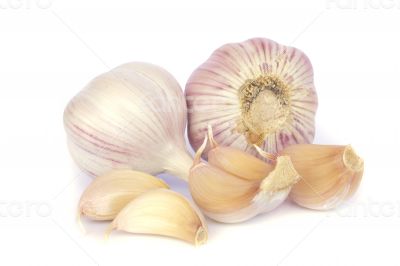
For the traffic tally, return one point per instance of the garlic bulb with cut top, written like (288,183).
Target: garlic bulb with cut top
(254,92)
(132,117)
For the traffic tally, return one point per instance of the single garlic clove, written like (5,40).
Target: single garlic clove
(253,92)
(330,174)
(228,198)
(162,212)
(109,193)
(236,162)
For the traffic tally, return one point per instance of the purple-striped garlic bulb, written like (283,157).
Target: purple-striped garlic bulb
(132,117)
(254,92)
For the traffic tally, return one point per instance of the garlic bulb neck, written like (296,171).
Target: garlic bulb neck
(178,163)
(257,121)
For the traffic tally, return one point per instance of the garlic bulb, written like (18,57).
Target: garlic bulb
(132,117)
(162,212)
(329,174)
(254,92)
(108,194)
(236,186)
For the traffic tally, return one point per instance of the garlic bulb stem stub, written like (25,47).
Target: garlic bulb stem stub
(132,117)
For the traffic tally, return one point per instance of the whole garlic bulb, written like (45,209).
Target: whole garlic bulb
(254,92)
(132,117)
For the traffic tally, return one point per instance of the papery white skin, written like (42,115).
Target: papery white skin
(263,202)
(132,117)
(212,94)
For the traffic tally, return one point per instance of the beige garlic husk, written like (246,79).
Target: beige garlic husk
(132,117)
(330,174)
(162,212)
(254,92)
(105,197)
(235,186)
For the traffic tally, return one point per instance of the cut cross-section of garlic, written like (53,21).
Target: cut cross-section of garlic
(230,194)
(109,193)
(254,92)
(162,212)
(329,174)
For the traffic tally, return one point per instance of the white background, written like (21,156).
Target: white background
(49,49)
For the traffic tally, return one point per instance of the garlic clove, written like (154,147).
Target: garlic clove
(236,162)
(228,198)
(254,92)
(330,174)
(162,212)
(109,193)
★ ★ ★ ★ ★
Written request
Rewrite the listing, starting at the line containing "written like (18,57)." and ending at the last line of the listing, with the requests included. Raise every coordinate in the answer points by 61, and leave the requests and their sample formats unchanged.

Answer below
For the traffic tally, return one point per instance of the garlic bulb, written like (18,57).
Target: garlic bulb
(193,178)
(223,273)
(390,235)
(315,153)
(169,255)
(297,247)
For the traffic tally, return one point per instance of the garlic bulb stem stub, written like (25,47).
Target: garlic bulb stem stub
(193,178)
For the traffic tally, return one point per instance of the whole garlic bulb, written like (45,209).
Target: whole garlic bulb
(315,153)
(193,178)
For the traffic tally, return one point per instance of the papery white skin, written like (42,115).
Target: papery white skin
(324,263)
(193,178)
(273,155)
For the traffic tally, return one point per instance of the beige garlic husk, written like (246,79).
Target: beige garlic husk
(193,178)
(391,235)
(223,273)
(315,153)
(166,258)
(296,247)
For the traffic tally, return one point per instance of the cut cross-section of garlic, written like (53,21).
Target: cut cross-section of garlic
(291,255)
(170,254)
(315,153)
(223,273)
(390,235)
For the traffic tally, return one point per instance of the white background, written like (21,156).
Target: white background
(110,110)
For the traffic tally, return one point per instance of the garlic clove, written like (154,147).
Target: garlic clove
(297,223)
(289,259)
(315,153)
(391,235)
(223,273)
(170,254)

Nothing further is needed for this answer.